(Beginning of Excerpted text)

By Jody Wheeler (JodyWheeler.com)
May 22, 2002
Stories like this about a possible biological or dirty
nuclear attack on the U.S. really give me pause. I actually live right next to
was-and-will-be-again target so, unless the Fates are kind, any
major hit and I'm either a diseased zombie or a pile of radioactive ash.
But that isn't the scary bit.
One of my best friends is moving to New York later this
summer, and another friend of mine is crewing on a Woody Allen movie there for
the next few months. As I doubt NY is out of the woods just yet -- it is still
a tempting target -- I'm certain someone is going to try something nasty again.
Leveling Manhattan with a nuke or rendering it uninhabitable with a biological
agent is extremely likely. So is taking some of my friends along with it.
But that isn't the scary thing.
I'm fairly certain that any nukes let loose on the US, any
biological weapons triggered over our cities, or any devices detonated so as to
unleash hazardous amounts of radioactive contamination amongst the
unsuspecting, will be met, on our end, with a fairly devastating response -- on
the order of sand-fusing-to-glass.
Persia would become a giant mirror, a monument of rage for
future generations to both reflect on and to fear. We are the only nation to
have used nuclear devices in combat. We currently have a standing policy of
nuclear response to any first use against us. Tactical nukes remain at the
ready for battlefield commanders. Stealth and B-2's can reach any point on the
globe in less time than most of us spend awake on a typical workday. Our
national sense of outrage and anger over any such attack would make 9/11 look
like the anger over an overdrawn checking account by comparison.
The damndest thing is the use of nukes isn't really what
scares me (much.)
What scares me is that, on the pure, self-reflective,
navel-gazing-because-I-can level, it wouldn't bother me one bit to illuminate
the terrorists and their home states wit the light of x-rays, gamma rays and
the release of nuclear fusion.
I've said before that military response to terrorism
should be measured and appropriate, that widening the war to cover just anyone who disagrees with us is dumb (if
not criminal), and that International Law must be respected because law and
ideals are pretty much the only things that separate us from both animals and
the jungle.
But thinking about it, thinking about the kind of
appropriate response to any person or group that uses sheer terror on such a
vast and final scale to cower, subjugate and dominate, the only kind of
response that makes any sense is of a kind that is even more savage, more vicious
and of such finality that nothing is left to be questioned.
There is some hypocrisy in that last bit, at least on the
face of it. After all, by unleashing such destruction on an even more innocent
number of people, aren't you, in effect becoming the very thing you are
fighting against? By vaporizing any non-combatants who have the misfortune of
being near, hasn't fear then become your tool for getting others to acquiesce
to your particular will?
Here's the thing Ð and the scary thought of the day -- if
we loose, if the West and its institutions of democracy, free speech and open
debate are destroyed or rendered irrelevant to a noxious and wicked brand of
dark-age thought whose applications of justice mock the term, then the argument
over whether such a response is right is moot.

(End of Excerpted text)

| Problem statement |
Please say what one friend of the writer of the essay on a possible nuclear attack will be doing in New York for the next few months.

(Beginning of Material provided)

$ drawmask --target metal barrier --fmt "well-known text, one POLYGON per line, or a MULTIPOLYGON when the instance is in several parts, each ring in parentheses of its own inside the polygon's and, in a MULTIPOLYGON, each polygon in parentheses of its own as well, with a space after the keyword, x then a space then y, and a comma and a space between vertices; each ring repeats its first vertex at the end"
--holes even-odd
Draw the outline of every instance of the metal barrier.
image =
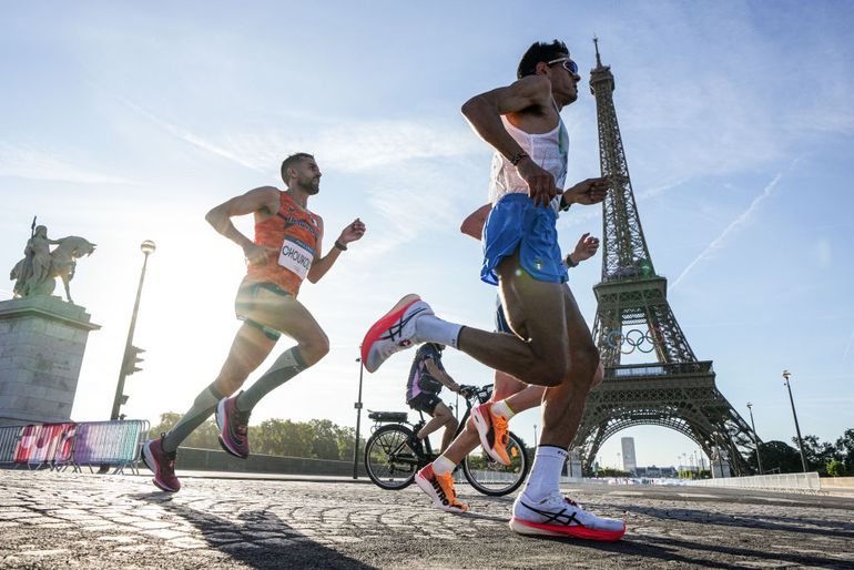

(End of Material provided)

| Response for this exercise |
That friend will be crewing on a Woody Allen movie there.